● **SHORT PROBLEM**
Reproduce every one of the lines below verbatim, changing nothing.

● **INFORMATION GIVEN**
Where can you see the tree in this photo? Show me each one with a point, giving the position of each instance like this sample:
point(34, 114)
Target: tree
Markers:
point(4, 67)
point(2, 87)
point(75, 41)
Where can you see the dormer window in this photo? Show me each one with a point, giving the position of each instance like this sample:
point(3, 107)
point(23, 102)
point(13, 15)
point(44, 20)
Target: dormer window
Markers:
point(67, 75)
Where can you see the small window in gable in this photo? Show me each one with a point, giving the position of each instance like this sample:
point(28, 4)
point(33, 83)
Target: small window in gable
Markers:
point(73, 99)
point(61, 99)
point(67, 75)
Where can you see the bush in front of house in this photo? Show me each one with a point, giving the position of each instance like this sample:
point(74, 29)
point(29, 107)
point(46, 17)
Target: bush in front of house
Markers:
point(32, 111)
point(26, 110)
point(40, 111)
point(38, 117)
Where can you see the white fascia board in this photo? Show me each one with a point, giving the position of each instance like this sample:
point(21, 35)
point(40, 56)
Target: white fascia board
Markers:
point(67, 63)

● **REPLY TO THE EXERCISE**
Where can you see the tree in this photo? Show me each one with a point, giving the position of each instance like this sample:
point(34, 114)
Target: tree
Markers:
point(4, 67)
point(2, 87)
point(75, 41)
Where can you see the dormer window in this photo? Show me each one with a point, giving the position of each instance like this sample:
point(3, 107)
point(23, 102)
point(13, 15)
point(44, 20)
Target: dormer window
Markers:
point(67, 75)
Where can you see the small window in gable in this photo? Show me each one with a point, giving the position of each instance like this sample:
point(28, 4)
point(33, 83)
Target: small window in gable
Markers:
point(73, 99)
point(61, 99)
point(67, 75)
Where can you see the bush in front of house in this photo? Show me each one with a point, giving the position of each instance like this sample:
point(74, 29)
point(29, 107)
point(46, 17)
Target: bush in front of house
Markers:
point(32, 111)
point(26, 110)
point(40, 111)
point(38, 117)
Where can you see the white fascia board in this photo? Show me each one with a point, giving the position of each instance like this sample:
point(21, 35)
point(40, 56)
Target: white fascia board
Markers:
point(67, 63)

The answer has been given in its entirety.